§ Requirements
Copy verbatim every line from the one containing "Query: distant building" through the one containing "Outline every instance of the green", including both of those lines.

=== Data rows ===

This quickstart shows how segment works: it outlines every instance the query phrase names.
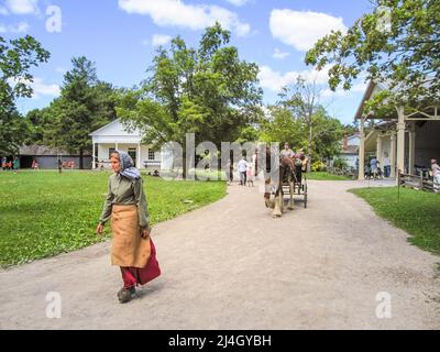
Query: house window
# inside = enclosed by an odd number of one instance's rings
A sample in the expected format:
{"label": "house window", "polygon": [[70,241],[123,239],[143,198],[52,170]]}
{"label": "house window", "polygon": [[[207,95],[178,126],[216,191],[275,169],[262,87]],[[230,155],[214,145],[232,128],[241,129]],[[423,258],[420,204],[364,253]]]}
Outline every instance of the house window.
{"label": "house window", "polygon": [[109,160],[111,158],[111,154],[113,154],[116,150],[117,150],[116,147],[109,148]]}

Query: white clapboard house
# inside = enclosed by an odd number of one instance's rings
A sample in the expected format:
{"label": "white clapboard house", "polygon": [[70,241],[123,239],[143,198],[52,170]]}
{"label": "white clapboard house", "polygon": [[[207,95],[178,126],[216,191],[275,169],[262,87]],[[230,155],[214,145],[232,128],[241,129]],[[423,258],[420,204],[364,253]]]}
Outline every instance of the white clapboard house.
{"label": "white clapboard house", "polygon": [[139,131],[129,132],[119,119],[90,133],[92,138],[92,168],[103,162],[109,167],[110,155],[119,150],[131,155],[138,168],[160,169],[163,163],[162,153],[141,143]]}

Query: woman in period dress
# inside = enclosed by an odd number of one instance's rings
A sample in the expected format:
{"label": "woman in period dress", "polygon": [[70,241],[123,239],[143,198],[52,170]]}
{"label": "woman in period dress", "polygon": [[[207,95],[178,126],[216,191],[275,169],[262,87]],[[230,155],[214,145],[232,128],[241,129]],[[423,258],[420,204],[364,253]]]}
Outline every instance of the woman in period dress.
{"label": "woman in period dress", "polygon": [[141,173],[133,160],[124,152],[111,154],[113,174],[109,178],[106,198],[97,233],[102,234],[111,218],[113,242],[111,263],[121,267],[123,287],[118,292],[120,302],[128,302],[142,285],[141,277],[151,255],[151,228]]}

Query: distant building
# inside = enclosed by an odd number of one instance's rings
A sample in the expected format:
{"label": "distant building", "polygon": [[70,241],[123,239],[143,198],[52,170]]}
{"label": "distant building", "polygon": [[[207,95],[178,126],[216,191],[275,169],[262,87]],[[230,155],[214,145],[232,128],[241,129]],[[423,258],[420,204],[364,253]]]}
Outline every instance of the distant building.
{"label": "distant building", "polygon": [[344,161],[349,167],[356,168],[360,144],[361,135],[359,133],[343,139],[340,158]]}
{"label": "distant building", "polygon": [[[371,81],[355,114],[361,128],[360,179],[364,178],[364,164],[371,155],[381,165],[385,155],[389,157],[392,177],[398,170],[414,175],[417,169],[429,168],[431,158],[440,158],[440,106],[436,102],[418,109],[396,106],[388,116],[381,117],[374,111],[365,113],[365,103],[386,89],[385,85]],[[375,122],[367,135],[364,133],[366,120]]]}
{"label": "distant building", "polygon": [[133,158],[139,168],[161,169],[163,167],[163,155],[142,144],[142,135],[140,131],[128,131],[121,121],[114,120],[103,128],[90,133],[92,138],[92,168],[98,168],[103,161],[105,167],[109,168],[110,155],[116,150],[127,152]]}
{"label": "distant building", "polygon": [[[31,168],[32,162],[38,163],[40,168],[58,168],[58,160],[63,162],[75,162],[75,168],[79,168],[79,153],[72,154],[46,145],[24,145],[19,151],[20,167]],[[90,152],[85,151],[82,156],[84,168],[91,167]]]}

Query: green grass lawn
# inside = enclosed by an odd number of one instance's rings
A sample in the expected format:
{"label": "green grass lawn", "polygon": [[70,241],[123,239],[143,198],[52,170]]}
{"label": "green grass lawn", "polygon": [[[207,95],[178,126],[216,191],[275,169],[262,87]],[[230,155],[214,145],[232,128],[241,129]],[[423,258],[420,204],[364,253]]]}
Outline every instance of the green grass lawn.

===
=== Data rows ===

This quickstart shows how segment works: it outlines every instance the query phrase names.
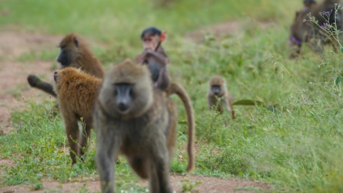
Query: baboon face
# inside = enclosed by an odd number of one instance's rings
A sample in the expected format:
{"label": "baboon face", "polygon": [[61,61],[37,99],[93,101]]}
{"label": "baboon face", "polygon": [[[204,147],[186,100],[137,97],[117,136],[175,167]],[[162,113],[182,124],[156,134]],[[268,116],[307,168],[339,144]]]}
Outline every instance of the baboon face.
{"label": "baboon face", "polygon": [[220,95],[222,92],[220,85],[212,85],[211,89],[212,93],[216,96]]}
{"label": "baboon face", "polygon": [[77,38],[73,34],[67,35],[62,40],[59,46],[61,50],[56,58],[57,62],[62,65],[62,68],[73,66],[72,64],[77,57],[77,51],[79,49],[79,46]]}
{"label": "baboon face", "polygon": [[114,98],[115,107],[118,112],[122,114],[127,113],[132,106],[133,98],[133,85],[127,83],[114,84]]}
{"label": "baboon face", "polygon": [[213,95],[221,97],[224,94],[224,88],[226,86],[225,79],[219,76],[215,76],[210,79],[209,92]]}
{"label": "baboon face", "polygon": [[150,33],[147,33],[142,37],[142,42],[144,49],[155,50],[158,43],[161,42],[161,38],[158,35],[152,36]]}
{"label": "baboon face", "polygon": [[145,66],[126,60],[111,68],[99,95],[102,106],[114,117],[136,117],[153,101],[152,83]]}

===
=== Data rows ===

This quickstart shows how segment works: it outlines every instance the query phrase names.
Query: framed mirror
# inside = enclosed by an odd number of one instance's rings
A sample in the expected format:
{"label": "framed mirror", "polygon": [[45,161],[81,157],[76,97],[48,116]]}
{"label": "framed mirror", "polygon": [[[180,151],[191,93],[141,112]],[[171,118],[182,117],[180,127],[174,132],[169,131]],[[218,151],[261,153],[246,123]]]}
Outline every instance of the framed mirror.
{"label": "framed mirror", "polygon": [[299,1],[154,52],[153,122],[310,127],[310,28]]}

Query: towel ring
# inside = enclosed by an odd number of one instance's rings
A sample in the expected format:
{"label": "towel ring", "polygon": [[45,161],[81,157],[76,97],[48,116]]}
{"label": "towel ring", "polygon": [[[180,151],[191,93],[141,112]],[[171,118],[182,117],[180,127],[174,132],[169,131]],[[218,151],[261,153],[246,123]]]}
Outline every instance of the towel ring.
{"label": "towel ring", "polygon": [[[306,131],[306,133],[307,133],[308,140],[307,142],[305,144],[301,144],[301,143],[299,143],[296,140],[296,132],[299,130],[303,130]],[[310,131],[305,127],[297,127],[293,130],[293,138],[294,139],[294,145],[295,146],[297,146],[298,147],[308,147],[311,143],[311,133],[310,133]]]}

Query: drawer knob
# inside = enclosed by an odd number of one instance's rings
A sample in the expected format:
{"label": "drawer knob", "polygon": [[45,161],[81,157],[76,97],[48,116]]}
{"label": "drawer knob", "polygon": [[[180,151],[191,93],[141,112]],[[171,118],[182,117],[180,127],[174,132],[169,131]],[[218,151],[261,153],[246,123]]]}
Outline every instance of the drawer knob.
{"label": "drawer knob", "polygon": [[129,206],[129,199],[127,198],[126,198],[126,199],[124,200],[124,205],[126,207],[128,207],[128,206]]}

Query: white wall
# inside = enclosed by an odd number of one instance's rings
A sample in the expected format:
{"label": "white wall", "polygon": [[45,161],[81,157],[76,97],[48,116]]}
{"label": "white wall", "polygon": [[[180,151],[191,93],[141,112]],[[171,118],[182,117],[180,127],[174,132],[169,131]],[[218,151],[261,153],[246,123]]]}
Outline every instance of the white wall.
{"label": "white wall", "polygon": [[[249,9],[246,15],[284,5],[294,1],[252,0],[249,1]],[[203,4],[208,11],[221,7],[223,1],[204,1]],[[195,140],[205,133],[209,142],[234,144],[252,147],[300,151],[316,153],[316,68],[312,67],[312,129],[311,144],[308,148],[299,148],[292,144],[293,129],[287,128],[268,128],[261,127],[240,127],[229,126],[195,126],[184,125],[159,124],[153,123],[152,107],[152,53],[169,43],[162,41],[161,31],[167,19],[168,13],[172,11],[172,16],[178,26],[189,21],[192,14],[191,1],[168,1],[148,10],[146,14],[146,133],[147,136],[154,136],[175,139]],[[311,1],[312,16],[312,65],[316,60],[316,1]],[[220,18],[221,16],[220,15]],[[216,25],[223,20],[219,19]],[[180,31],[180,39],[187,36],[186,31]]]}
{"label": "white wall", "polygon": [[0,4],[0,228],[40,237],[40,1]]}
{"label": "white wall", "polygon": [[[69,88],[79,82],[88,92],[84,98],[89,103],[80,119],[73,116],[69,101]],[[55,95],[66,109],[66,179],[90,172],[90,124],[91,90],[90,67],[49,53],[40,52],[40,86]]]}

===

§ Exercise solution
Query: distant building
# inside = enclosed by an odd number of one instance's rings
A sample in the expected format:
{"label": "distant building", "polygon": [[70,241],[123,239],[143,198],[52,170]]}
{"label": "distant building", "polygon": [[[207,95],[178,126],[216,191],[275,169],[262,87]],[[230,155],[214,145],[232,128],[241,129]],[[423,258],[420,204],[364,253]]]}
Outline every instance of the distant building.
{"label": "distant building", "polygon": [[344,161],[349,167],[356,168],[360,144],[361,135],[359,133],[343,139],[340,158]]}
{"label": "distant building", "polygon": [[[371,81],[355,114],[361,128],[360,179],[364,178],[364,164],[371,155],[381,165],[385,155],[389,157],[392,177],[398,170],[414,175],[417,169],[429,168],[431,158],[440,158],[440,106],[436,102],[418,109],[396,106],[388,116],[381,117],[374,111],[365,113],[365,103],[386,89],[385,85]],[[375,122],[367,135],[364,133],[366,120]]]}
{"label": "distant building", "polygon": [[133,158],[139,168],[161,169],[163,167],[163,155],[142,144],[142,135],[140,131],[128,131],[121,121],[114,120],[103,128],[90,133],[92,138],[92,168],[98,168],[103,161],[105,167],[109,168],[110,155],[116,150],[127,152]]}
{"label": "distant building", "polygon": [[[31,168],[32,162],[38,163],[40,168],[58,168],[58,160],[63,162],[75,162],[75,168],[79,168],[79,153],[72,154],[46,145],[24,145],[19,151],[20,167]],[[90,152],[85,151],[82,156],[84,168],[91,167]]]}

Query: green grass lawn
# inside = enclosed by an odd number of one instance's rings
A sample in the expected format:
{"label": "green grass lawn", "polygon": [[70,241],[123,239],[143,198],[52,170]]}
{"label": "green grass lawn", "polygon": [[[207,95],[178,126],[216,191],[275,169],[262,87]],[[230,155],[214,145],[232,128],[241,129]],[[423,258],[420,204],[364,253]]]}
Outline every instance of the green grass lawn.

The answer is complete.